- **Dataset entries**
===============

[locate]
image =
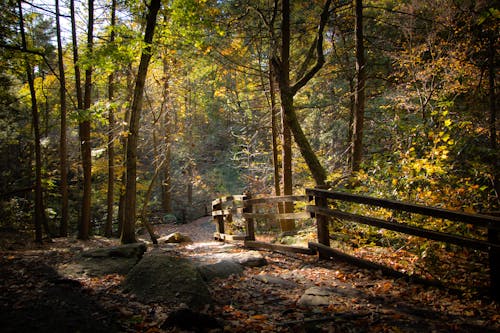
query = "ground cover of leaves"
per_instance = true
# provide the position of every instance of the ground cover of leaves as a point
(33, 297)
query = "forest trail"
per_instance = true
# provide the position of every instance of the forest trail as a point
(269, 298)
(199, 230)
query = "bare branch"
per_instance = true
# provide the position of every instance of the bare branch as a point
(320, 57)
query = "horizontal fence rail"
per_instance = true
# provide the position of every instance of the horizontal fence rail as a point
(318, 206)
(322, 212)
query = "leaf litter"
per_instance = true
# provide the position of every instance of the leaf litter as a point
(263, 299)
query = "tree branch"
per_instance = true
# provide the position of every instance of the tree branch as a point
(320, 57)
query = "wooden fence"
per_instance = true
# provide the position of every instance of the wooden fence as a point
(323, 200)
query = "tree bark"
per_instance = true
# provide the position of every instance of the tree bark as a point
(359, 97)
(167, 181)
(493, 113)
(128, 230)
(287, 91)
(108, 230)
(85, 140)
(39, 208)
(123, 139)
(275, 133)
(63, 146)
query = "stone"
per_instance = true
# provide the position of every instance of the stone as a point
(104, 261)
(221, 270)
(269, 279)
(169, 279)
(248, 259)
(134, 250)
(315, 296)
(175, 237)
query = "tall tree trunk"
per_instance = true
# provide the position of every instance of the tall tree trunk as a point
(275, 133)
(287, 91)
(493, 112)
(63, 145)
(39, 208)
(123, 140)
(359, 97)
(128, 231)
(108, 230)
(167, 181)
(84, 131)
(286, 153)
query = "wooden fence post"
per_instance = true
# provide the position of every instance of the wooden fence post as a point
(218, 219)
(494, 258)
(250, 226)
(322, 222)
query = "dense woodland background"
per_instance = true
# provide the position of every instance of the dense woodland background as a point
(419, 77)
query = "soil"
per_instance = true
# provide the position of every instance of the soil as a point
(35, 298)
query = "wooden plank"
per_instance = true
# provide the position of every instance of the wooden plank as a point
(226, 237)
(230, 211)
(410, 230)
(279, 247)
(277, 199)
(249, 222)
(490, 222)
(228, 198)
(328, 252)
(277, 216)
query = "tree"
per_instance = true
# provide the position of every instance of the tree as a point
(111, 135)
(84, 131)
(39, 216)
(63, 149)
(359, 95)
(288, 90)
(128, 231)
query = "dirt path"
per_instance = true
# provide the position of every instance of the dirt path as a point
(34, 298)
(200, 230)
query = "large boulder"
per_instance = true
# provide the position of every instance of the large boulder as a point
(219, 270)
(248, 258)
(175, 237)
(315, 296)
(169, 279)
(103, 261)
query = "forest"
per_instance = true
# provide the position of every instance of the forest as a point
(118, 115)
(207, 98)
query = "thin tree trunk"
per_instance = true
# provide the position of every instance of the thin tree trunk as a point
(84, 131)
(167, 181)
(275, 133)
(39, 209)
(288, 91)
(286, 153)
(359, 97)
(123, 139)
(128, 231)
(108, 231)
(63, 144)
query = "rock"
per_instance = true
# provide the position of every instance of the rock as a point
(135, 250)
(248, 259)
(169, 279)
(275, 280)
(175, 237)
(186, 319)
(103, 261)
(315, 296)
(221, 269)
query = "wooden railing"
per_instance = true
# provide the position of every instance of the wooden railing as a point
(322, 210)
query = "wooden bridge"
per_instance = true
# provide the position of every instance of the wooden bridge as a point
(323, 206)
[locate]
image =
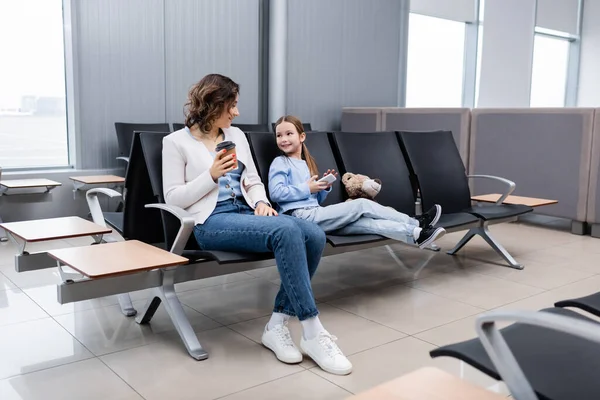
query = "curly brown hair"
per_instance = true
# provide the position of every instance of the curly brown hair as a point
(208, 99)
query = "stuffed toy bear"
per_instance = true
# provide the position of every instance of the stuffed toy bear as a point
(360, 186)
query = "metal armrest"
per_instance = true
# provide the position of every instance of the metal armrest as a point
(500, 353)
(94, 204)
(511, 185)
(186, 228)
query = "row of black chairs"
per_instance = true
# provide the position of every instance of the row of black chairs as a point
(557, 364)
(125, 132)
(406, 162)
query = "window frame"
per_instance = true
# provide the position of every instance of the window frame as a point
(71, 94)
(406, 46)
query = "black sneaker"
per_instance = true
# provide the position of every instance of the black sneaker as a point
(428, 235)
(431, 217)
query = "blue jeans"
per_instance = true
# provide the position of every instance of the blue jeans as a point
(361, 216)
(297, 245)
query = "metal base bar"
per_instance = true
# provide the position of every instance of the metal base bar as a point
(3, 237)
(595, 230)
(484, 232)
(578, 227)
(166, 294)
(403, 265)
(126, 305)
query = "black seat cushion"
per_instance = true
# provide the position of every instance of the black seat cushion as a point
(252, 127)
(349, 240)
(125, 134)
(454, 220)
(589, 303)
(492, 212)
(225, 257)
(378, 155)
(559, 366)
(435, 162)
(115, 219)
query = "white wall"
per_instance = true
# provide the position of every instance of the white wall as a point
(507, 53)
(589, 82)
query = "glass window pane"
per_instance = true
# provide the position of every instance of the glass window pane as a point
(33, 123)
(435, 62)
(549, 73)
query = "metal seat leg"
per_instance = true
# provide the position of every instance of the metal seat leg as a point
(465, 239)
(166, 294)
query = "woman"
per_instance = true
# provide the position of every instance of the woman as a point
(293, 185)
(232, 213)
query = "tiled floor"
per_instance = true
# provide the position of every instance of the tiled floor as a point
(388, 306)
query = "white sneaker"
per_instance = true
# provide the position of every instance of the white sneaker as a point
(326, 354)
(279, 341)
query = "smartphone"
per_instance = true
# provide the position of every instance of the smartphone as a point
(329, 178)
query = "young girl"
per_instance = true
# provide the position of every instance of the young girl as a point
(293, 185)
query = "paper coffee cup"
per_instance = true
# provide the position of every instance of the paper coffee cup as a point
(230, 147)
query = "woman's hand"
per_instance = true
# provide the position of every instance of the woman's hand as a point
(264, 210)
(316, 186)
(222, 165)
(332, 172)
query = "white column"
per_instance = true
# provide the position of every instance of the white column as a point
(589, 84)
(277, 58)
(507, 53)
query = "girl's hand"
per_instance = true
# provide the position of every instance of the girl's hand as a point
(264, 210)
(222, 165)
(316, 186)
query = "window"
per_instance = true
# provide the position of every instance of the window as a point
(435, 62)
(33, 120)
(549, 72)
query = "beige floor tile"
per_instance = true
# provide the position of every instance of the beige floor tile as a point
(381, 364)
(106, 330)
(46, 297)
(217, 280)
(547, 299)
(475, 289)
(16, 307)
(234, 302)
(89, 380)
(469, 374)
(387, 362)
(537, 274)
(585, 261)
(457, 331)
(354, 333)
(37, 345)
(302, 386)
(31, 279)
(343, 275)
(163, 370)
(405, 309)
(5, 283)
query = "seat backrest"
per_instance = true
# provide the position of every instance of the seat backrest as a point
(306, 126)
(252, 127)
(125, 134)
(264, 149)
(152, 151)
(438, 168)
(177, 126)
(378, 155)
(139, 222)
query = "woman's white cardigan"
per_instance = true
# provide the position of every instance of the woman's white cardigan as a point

===============

- **Goal**
Leaving the pictures aside, transcribe the entire listing exactly.

- **Final result**
[locate]
image =
query = "ground cover of leaves"
per_instance = true
# provide the position of every instance of the ground cover of leaves as a point
(33, 297)
query = "forest trail"
per_instance = true
# provide the position of every instance of the forest trail as a point
(269, 298)
(199, 230)
query = "bare branch"
per_instance = true
# provide the position of every instance of the bare branch as a point
(320, 57)
query = "horizontal fence rail"
per_instance = true
# provide the position of every instance of the horizontal fence rail as a point
(318, 206)
(322, 212)
query = "leaf litter"
per_instance = true
# provide the position of every instance of the leaf litter as a point
(263, 299)
query = "tree branch"
per_instance = true
# provide the position of every instance of the tree branch as a point
(320, 57)
query = "wooden fence"
per_instance = true
# provide the position of every instance of the wooden fence as a point
(323, 200)
query = "tree bark"
per_instance = true
# provide the position of every instance of the tree bark as a point
(359, 97)
(167, 181)
(493, 113)
(128, 230)
(287, 91)
(108, 230)
(85, 140)
(39, 208)
(123, 139)
(275, 133)
(63, 146)
query = "stone"
per_instance = true
# provide the position of every instance of the stone as a point
(104, 261)
(221, 270)
(269, 279)
(169, 279)
(248, 259)
(134, 250)
(315, 296)
(175, 237)
query = "tall tree trunk"
per_instance = true
# provide the position of every instance of the tall tree trunk as a point
(275, 133)
(287, 91)
(493, 112)
(63, 145)
(39, 208)
(123, 140)
(359, 97)
(128, 231)
(108, 230)
(167, 181)
(84, 131)
(286, 153)
query = "wooden fence post"
per_instance = true
# provide the position of every instance of the wooden fence post as a point
(218, 219)
(494, 258)
(250, 226)
(322, 222)
query = "dense woodland background"
per_instance = true
# provide the position of every instance of the dense woodland background as a point
(419, 77)
query = "soil"
per_instance = true
# provide the position of every instance of the soil as a point
(35, 298)
query = "wooden plank"
per_instance = true
# provide the position of every instance of the wooden plank as a point
(226, 237)
(230, 211)
(410, 230)
(279, 247)
(277, 199)
(249, 222)
(490, 222)
(228, 198)
(328, 252)
(277, 216)
query = "tree"
per_instance = true
# provide the position of every instance of the tree as a point
(111, 135)
(84, 131)
(39, 216)
(63, 149)
(359, 95)
(288, 90)
(128, 231)
query = "dirt path"
per_instance = true
# provide the position of every instance of the dirt path as a point
(34, 298)
(200, 230)
query = "large boulder"
per_instance = true
# provide the position of every instance of the large boulder as a point
(219, 270)
(248, 258)
(175, 237)
(315, 296)
(169, 279)
(103, 261)
query = "forest"
per_instance = true
# provide the position of every instance of the forest as a point
(118, 115)
(207, 98)
query = "thin tree trunk"
per_instance = true
# provide the position of every instance of the thin tree trunk as a point
(84, 131)
(167, 181)
(275, 133)
(39, 209)
(288, 91)
(286, 153)
(359, 97)
(123, 139)
(128, 231)
(108, 231)
(63, 144)
query = "rock"
per_instance = true
# provide the position of every instance of the rock as a point
(135, 250)
(248, 259)
(169, 279)
(275, 280)
(175, 237)
(186, 319)
(103, 261)
(315, 296)
(221, 269)
query = "wooden railing"
per_instance = true
# provide the position of every instance of the wooden railing as a point
(322, 210)
query = "wooden bridge"
per_instance = true
# provide the position of every instance of the wooden bridge as a point
(323, 206)
[locate]
image =
query = "curly brown hair"
per_instance = true
# provide the position of every instance of the curly brown hair as a point
(208, 99)
query = "stuffed toy bear"
per_instance = true
# provide the position of every instance of the stuffed toy bear as a point
(360, 186)
query = "metal armrest"
per_instance = true
# provide the position of every instance of the metal armrest as a point
(500, 353)
(94, 204)
(511, 185)
(186, 228)
query = "row of black chairs"
per_instance = true
# provide the position of every instance of the row of black chairs as a point
(557, 364)
(125, 132)
(406, 162)
query = "window frame"
per_instance = true
# provide the position of every instance of the window frame as a point
(71, 94)
(406, 46)
query = "black sneaker"
per_instance = true
# provide the position of every instance of the black sneaker as a point
(428, 235)
(431, 217)
query = "blue jeans"
per_instance = true
# provide the position of every instance of the blue jeans as a point
(361, 216)
(297, 245)
query = "metal base bar"
per_instance = true
# provide the position of every instance of the metal base bar as a point
(3, 237)
(595, 230)
(484, 232)
(578, 227)
(166, 294)
(403, 265)
(126, 305)
query = "black seat cushion"
per_instance = true
# provide the position of every instance of the black seat cushion as a point
(252, 127)
(349, 240)
(125, 134)
(454, 220)
(589, 303)
(492, 212)
(225, 257)
(378, 155)
(559, 366)
(435, 162)
(115, 219)
query = "white wall"
per_instance = true
# provide the position of every instance of the white wall as a point
(507, 53)
(589, 82)
query = "glass window pane"
per_instance = true
# provide the position of every instance of the glass window pane as a point
(33, 123)
(435, 62)
(549, 73)
query = "metal seat leg"
per_instance = true
# provide the position of every instance of the metal seat leg as a point
(465, 239)
(166, 294)
query = "woman"
per_instance = true
# provide the position of every instance of the woman as a point
(293, 185)
(232, 213)
query = "tiled floor"
per_instance = true
# provide the position of every instance of the tiled floor as a point
(388, 306)
query = "white sneaker"
per_instance = true
# provide the position of every instance of the white sneaker as a point
(326, 354)
(279, 341)
query = "smartphone"
per_instance = true
# provide the position of every instance of the smartphone as a point
(329, 178)
query = "young girl"
per_instance = true
# provide the position of every instance of the young girl as a point
(293, 185)
query = "paper coffee cup"
per_instance = true
# provide the position of every instance of the paper coffee cup as a point
(230, 147)
query = "woman's hand"
per_instance = true
# provide the position of every instance of the woman's hand as a point
(264, 210)
(316, 186)
(222, 165)
(332, 172)
query = "white column"
per_instance = true
# provide the position of every instance of the white column as a point
(589, 84)
(277, 58)
(507, 53)
query = "girl's hand"
per_instance = true
# provide the position of every instance of the girl's hand as a point
(264, 210)
(222, 165)
(316, 186)
query = "window"
per_instance = true
# provide the position of every instance of the window as a point
(435, 62)
(33, 120)
(549, 72)
query = "beige floor tile"
per_instance = true
# provide the position of every instance of the beige floor tile as a point
(381, 364)
(106, 330)
(46, 297)
(217, 280)
(547, 299)
(475, 289)
(16, 307)
(234, 302)
(89, 380)
(469, 374)
(387, 362)
(537, 274)
(585, 261)
(457, 331)
(354, 333)
(37, 345)
(302, 386)
(31, 279)
(343, 275)
(163, 370)
(405, 309)
(5, 283)
query = "seat backrest"
per_instance = true
# provide the position of every instance of the seat backrest as a point
(306, 126)
(252, 127)
(125, 134)
(264, 149)
(152, 151)
(438, 168)
(177, 126)
(378, 155)
(139, 222)
query = "woman's white cardigan"
per_instance = true
# provide the position of every instance of the woman's white cardigan as a point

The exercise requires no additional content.